Start of Block
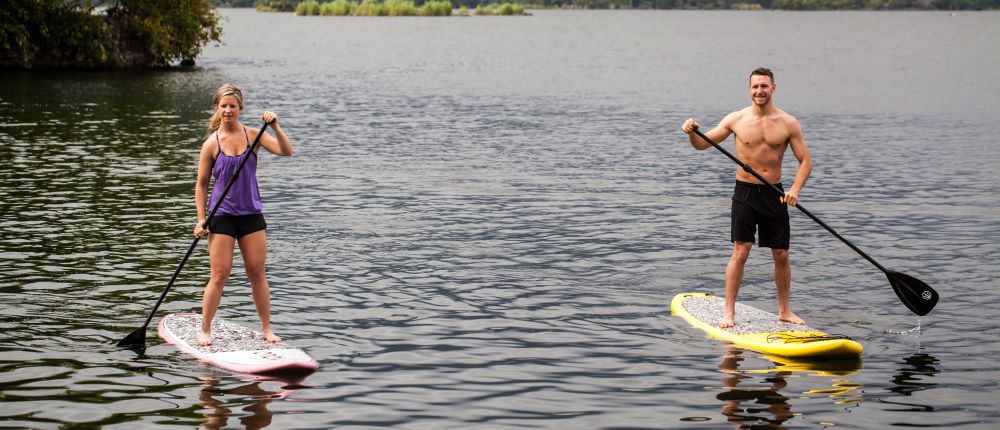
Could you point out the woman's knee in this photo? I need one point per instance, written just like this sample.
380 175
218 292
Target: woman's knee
780 256
256 273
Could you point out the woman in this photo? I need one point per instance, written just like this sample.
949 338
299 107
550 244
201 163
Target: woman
240 217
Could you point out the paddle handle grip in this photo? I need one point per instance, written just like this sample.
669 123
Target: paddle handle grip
797 205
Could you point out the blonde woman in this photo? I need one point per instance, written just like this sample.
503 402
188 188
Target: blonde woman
240 218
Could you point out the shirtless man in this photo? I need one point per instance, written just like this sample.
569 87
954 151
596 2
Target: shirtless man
763 132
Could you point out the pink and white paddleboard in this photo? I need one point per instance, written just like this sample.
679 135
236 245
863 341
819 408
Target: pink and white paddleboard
234 347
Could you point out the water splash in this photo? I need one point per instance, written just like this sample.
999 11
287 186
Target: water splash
916 331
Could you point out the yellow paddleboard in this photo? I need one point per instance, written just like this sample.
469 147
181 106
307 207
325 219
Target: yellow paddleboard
760 331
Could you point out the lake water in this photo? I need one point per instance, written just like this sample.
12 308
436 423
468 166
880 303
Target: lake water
486 218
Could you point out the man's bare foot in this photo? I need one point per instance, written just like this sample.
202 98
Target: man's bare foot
270 337
727 321
204 339
790 317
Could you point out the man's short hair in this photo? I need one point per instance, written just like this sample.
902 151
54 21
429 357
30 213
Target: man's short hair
763 71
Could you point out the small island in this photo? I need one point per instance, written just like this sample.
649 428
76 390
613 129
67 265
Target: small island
144 34
402 8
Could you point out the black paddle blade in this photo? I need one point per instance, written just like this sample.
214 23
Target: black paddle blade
919 297
135 340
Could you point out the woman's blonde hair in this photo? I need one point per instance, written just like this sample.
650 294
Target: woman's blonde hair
225 90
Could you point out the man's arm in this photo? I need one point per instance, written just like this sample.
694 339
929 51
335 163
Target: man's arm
798 143
718 134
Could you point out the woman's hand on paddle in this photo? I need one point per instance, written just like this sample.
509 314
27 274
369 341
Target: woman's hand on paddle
269 117
199 230
689 126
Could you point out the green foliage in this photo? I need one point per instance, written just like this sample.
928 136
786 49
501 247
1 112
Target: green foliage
170 29
130 33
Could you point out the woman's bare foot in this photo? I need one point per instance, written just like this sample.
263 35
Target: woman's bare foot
727 321
790 317
270 337
204 339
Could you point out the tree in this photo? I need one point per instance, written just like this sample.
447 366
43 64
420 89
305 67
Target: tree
92 34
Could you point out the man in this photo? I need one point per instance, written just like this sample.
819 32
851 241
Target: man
763 132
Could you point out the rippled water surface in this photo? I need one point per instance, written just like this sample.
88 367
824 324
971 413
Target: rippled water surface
486 218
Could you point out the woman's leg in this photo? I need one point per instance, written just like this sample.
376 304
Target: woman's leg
220 256
254 249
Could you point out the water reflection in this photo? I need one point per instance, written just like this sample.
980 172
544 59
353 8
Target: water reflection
251 402
774 408
909 380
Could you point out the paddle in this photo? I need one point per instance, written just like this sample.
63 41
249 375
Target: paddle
End of Block
About this task |
Produce an exact copy of each line of data, skipping embedded images.

Output |
Could you point out the woman's knee in this photo? I need one point per instance, written just like this sample.
380 175
218 292
Target: woman's knee
780 256
256 273
Could you point out the woman in this photo? I need one point per instance, written just like this sample.
949 338
299 107
550 244
201 163
Target: woman
240 217
Could you point out the paddle handle grip in this photo? I need one point per instance, written just like this sample.
669 123
Target: paddle handle grip
797 205
Could you point out the blonde woman in this photo? I need one point per instance, written just like this sample.
503 402
188 188
Target: blonde woman
240 218
Could you point out the shirtless man in this photo? I need one point per instance, written just like this sample.
569 87
954 151
596 2
Target: shirtless man
763 132
Could you point out the pink and white paddleboard in this photo? I need one point per instance, written just like this sample.
679 135
236 245
863 341
819 408
Target: pink and white paddleboard
234 347
Could you point out the water splash in this photo? I need one point per instance, written just like this sample.
999 11
287 186
Target: water splash
916 331
Could you point out the yellow paddleboard in this photo? I need one point per instance, written just like this sample.
469 147
181 106
307 207
325 219
Target: yellow paddleboard
760 331
Could you point out the lake water in this photo? I need one point per instance, written just like this sample.
12 308
436 423
468 166
880 303
Target: lake water
486 218
Could you point out the man's bare foot in this photo? I need one point per instance, written just like this sample.
202 98
Target: man's bare foot
270 337
727 321
204 339
790 317
Could you point out the man's short hair in this photo? I need one point per instance, written just like this sample.
902 151
54 21
429 357
30 213
Target: man's short hair
763 71
Could you point out the small island in this photo? I need one point per instance, written just like this sample.
649 428
76 390
613 129
67 265
Target: small island
144 34
402 8
Could you point out the black paddle blade in this photo? I need one point per instance, written just like this sample.
214 23
Target: black paddle blade
919 297
135 340
Could you point out the woman's blonde hair in this photo? I need one point per instance, written just like this sample.
650 294
Target: woman's blonde hair
225 90
Could you point out the man's arm in this photo? I need one point per instance, written just like this sample.
694 339
929 51
335 163
Target: man's arm
798 143
718 134
Could you point out the woman's hand on paddle in this photo? I need one point per instance, written just like this sample.
509 314
27 274
369 341
Target: woman's hand on paddle
269 117
199 230
689 126
Could you point out the green foliage in this photo? I need one point per instance, written just like this sample.
928 136
786 49
501 247
1 112
Target: green foliage
170 29
130 33
Could you point out the woman's bare foot in this photo? I need one point per instance, written just like this sample.
263 35
Target: woman's bare foot
727 321
790 317
270 337
204 339
Could you point out the tree in this photo? I need one point per instance, written just like this sample.
447 366
43 64
420 89
305 67
Target: tree
92 34
Could you point out the man in this photo? I need one point per instance, written just like this sample.
819 32
851 241
Target: man
763 132
Could you point out the rippled water surface in this photo? I need one point per instance, written just like this sample.
88 367
824 324
971 413
Target: rippled water surface
486 218
Could you point out the woman's leg in this photo? I need one point per instance, written just like this sample.
376 304
Target: woman's leg
220 256
254 249
Could you point out the water reflection in this photo? I need one point per instance, written just like this sample.
980 172
544 59
353 8
Target: water reflection
251 402
774 408
909 380
Could you point out the paddle in this photo? I need one point per instance, written just like this sample.
63 41
249 375
Target: paddle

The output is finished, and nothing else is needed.